EXERCISE DETAILS:
No pictures belong in the copy. Set down exactly the lines from the one that contains "55V51L365 48L344 62L341" through the end of the data.

:: DATA FOR REVIEW

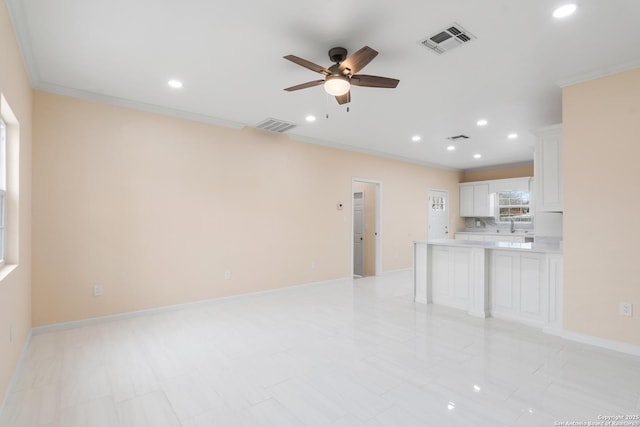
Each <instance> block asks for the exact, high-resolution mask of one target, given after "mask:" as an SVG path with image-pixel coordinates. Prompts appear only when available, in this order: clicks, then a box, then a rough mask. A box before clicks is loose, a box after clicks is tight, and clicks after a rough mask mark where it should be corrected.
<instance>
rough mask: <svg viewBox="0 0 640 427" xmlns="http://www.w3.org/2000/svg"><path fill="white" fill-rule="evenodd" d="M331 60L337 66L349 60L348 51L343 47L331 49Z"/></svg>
mask: <svg viewBox="0 0 640 427" xmlns="http://www.w3.org/2000/svg"><path fill="white" fill-rule="evenodd" d="M329 59H330V60H331V62H334V63H336V64H339V63H341V62H342V61H344V60H345V59H347V49H345V48H343V47H334V48H331V49H329Z"/></svg>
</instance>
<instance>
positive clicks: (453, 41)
mask: <svg viewBox="0 0 640 427" xmlns="http://www.w3.org/2000/svg"><path fill="white" fill-rule="evenodd" d="M475 38H476V37H475V36H474V35H473V34H471V33H470V32H468V31H467V30H465V29H464V28H462V26H460V25H459V24H457V23H455V22H454V23H453V24H451V25H448V26H447V27H446V28H445V29H443V30H440V31H437V32H435V33H433V34H431V35H430V36H429V37H425V38H424V39H422V40H420V41H419V42H418V43H420V44H421V45H422V46H424V47H426V48H427V49H429V50H430V51H432V52H434V53H437V54H438V55H442V54H443V53H445V52H448V51H450V50H451V49H455V48H456V47H458V46H462V45H463V44H465V43H468V42H470V41H471V40H475Z"/></svg>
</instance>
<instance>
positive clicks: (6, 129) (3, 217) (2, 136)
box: [0, 118, 7, 265]
mask: <svg viewBox="0 0 640 427" xmlns="http://www.w3.org/2000/svg"><path fill="white" fill-rule="evenodd" d="M6 165H7V125H6V124H5V122H4V120H2V118H0V265H2V264H4V261H5V253H6V241H7V232H6V229H7V227H6V224H7V221H6V218H7V167H6Z"/></svg>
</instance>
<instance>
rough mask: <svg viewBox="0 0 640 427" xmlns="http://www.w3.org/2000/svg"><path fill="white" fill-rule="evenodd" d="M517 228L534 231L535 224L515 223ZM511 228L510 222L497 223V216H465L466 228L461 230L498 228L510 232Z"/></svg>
mask: <svg viewBox="0 0 640 427" xmlns="http://www.w3.org/2000/svg"><path fill="white" fill-rule="evenodd" d="M515 227H516V230H526V231H529V232H531V231H533V224H523V223H518V222H516V223H515ZM510 229H511V224H509V223H500V224H498V223H496V220H495V218H465V220H464V230H460V231H476V232H481V231H486V232H495V231H497V230H500V231H501V232H502V231H505V232H507V233H508V232H509V231H510Z"/></svg>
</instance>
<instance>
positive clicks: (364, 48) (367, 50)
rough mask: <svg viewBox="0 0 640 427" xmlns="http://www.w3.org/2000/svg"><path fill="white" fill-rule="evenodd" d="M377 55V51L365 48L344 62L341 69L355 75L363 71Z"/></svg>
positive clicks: (363, 48)
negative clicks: (348, 71) (362, 70)
mask: <svg viewBox="0 0 640 427" xmlns="http://www.w3.org/2000/svg"><path fill="white" fill-rule="evenodd" d="M377 55H378V51H377V50H374V49H371V48H370V47H369V46H365V47H363V48H362V49H360V50H359V51H357V52H355V53H354V54H352V55H349V57H348V58H347V59H345V60H344V61H342V63H340V67H339V68H340V71H342V72H344V71H345V70H347V69H349V70H350V71H349V74H350V75H354V74H356V73H357V72H358V71H360V70H362V69H363V68H364V67H365V66H366V65H367V64H368V63H369V62H371V60H372V59H373V58H375V57H376V56H377Z"/></svg>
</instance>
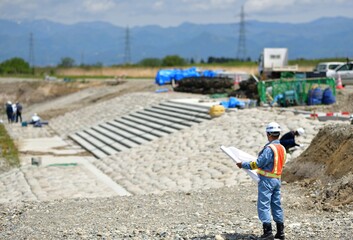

::::

ANSWER SECTION:
rough mask: <svg viewBox="0 0 640 427" xmlns="http://www.w3.org/2000/svg"><path fill="white" fill-rule="evenodd" d="M377 55V51L365 48L344 62L341 69L355 75L363 71Z"/></svg>
positive clicks: (363, 48)
negative clicks: (348, 71) (362, 70)
mask: <svg viewBox="0 0 640 427" xmlns="http://www.w3.org/2000/svg"><path fill="white" fill-rule="evenodd" d="M377 55H378V51H377V50H374V49H371V48H370V47H369V46H365V47H363V48H362V49H360V50H359V51H357V52H355V53H354V54H352V55H349V57H348V58H347V59H345V60H344V61H342V63H340V67H339V68H340V71H342V72H344V71H345V70H347V69H349V70H350V71H349V74H350V75H354V74H356V73H357V72H358V71H360V70H362V69H363V68H364V67H365V66H366V65H367V64H368V63H369V62H371V60H372V59H373V58H375V57H376V56H377Z"/></svg>
</instance>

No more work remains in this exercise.